Supplied passage:
Content starts
Journalists From Georgia, Moldova Utilize Workshop to Bolster Reporting on Vaccines, Immunization
Note: This blog was originally published by The Thomson Reuters Foundation.
With news about coronavirus vaccines dominating headlines and misinformation spreading around the world, the Thomson Reuters Foundation – in partnership with the Sabin Vaccine Institute – launched an eight-day ‘Reporting on Immunisation and Vaccination’ programme for freelance journalists.
The online programme covered a wide range of topics – from the role of vaccines in public health, to new and emerging issues around COVID-19 vaccines, to the responsibility of the media in educating the public about vaccine and immunisation related misinformation.
Over the course of the training, the cohort of journalists were briefed by science and health experts and also received one-to-one mentoring from leading media trainers.
Below are reflections from two of the participants following their completion of the programme:
By Nina Kheladze, Georgia
We all hope that the world will soon transition into a post-pandemic era – something which, according to the experts, is largely dependent upon the global rollout of vaccines. In some countries this process has already started, and in Georgia, the vulnerable and high-risk groups are expected to receive the vaccine — ordered via the COVAX platform — early this year.
This context only emphasises the importance and relevance of the training organised by the Thomson Reuters Foundation, in partnership with the Sabin Vaccine Institute. With so many questions around vaccines and immunisation, I was delighted to be given the chance to learn more about these topics so that I could then share this information with my audience.
Content ends
Point-per-instance localization data
Content starts
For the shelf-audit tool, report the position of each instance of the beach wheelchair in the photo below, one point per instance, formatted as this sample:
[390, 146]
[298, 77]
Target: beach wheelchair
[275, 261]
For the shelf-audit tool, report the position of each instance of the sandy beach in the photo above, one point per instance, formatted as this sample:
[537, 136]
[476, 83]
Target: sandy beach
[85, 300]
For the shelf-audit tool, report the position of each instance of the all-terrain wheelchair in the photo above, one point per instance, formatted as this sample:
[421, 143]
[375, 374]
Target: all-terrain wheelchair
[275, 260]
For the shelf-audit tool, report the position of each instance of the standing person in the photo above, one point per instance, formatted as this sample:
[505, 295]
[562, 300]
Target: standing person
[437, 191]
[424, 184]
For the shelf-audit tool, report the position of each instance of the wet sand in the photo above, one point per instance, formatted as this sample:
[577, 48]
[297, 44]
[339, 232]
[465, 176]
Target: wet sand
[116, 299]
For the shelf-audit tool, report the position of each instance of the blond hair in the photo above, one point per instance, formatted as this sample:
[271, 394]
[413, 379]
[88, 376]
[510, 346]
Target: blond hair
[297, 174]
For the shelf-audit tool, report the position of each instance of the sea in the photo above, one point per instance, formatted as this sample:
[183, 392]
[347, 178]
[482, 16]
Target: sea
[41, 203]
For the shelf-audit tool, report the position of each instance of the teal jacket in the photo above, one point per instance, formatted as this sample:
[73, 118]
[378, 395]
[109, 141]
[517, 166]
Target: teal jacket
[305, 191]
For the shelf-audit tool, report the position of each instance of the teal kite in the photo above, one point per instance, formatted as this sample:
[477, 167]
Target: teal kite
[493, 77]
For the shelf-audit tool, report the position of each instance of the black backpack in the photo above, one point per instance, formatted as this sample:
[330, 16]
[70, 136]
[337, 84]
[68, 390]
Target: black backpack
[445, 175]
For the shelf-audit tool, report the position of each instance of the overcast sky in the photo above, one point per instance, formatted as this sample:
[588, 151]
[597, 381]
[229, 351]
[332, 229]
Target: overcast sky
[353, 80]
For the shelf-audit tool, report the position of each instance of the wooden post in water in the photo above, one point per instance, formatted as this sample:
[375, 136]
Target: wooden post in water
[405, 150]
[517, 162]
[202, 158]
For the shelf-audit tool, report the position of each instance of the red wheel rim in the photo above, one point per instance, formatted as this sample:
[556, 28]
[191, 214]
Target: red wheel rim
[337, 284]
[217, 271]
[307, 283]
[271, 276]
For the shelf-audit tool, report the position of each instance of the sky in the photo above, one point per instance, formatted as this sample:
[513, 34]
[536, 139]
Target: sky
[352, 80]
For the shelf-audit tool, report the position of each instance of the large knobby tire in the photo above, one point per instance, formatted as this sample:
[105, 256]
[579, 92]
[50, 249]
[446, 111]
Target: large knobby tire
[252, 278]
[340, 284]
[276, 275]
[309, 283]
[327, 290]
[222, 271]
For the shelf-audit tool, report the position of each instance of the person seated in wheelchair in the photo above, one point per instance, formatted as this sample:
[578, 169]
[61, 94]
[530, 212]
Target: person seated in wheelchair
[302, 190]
Content ends
To do:
• a. Summarize the vaccine-reporting blog in two sentences.
• b. Render this sentence from the vaccine-reporting blog in Spanish: "Over the course of the training, the cohort of journalists were briefed by science and health experts and also received one-to-one mentoring from leading media trainers."
• c. Extend the vaccine-reporting blog, picking up right after its final sentence.

Answers to the tasks:
• a. The Thomson Reuters Foundation and the Sabin Vaccine Institute ran an eight-day online program for freelance journalists on reporting about immunization and vaccination, covering topics from the role of vaccines in public health to COVID-19 vaccine issues and the media's responsibility regarding misinformation, with expert briefings and one-to-one mentoring. In her reflection, Nina Kheladze of Georgia says the training was especially relevant as a post-pandemic future depends on the vaccine rollout, and she was glad to learn more so she could share the information with her audience.

• b. A lo largo de la formación, el grupo de periodistas recibió información de expertos en ciencia y salud, y también contó con mentoría individual de destacados formadores de medios.

• c.
I learnt a lot of new things from participating in this programme, including the important role that the media plays in combatting vaccine misinformation. We also had the opportunity to hear from experts from the World Health Organization and the Sabin Vaccine Institute — the latter of whom happened to be an excellent specialist from my home country, Georgia. I also connected with colleagues from other countries and we worked together to develop new angles for our articles.
During the training I learnt many important facts about vaccines from leading health experts, and I’m now going to use them to fight disinformation. This is what really motivated me to take part in the programme in the first place, and I am now equipped with the information to play a part in fighting the myths around vaccines that are circulating throughout society.
Another key takeaway – one that has stayed with me following the training – was learning about the global campaign against smallpox, which contributed to its eradication. This is the only infectious disease to achieve this distinction and it serves to highlight the vital importance of global co-operation and collaboration in the fight against COVID-19.
By Yelena Stepanova, Moldova
I was honoured to take part in an online training for journalists reporting on immunisation and vaccination – a programme which has not only helped me to pitch original and important stories but has also provided a fresh insight into reporting on immunisation in the modern world. Our mentors Anatoly Verbin and Ilya Kachaev led us along a path of new knowledge in the field of modern virus science in a gentle and confident manner. Despite having basic knowledge in this field, I was committed to learning about the success and achievements of modern medical science – something which has come to the forefront of journalism, and all societies around the world, due to the current health crisis.
I also learnt a lot from hearing about the first-hand experiences of my fellow colleagues and receiving advice from our mentors – all of which I intend to apply to my journalistic pursuits. Being connected with other journalists was definitely one of the highlights of the training, and I’m now part of a sub-group that is exploring the idea of creating cross-border material about seasonal flu vaccines during the pandemic.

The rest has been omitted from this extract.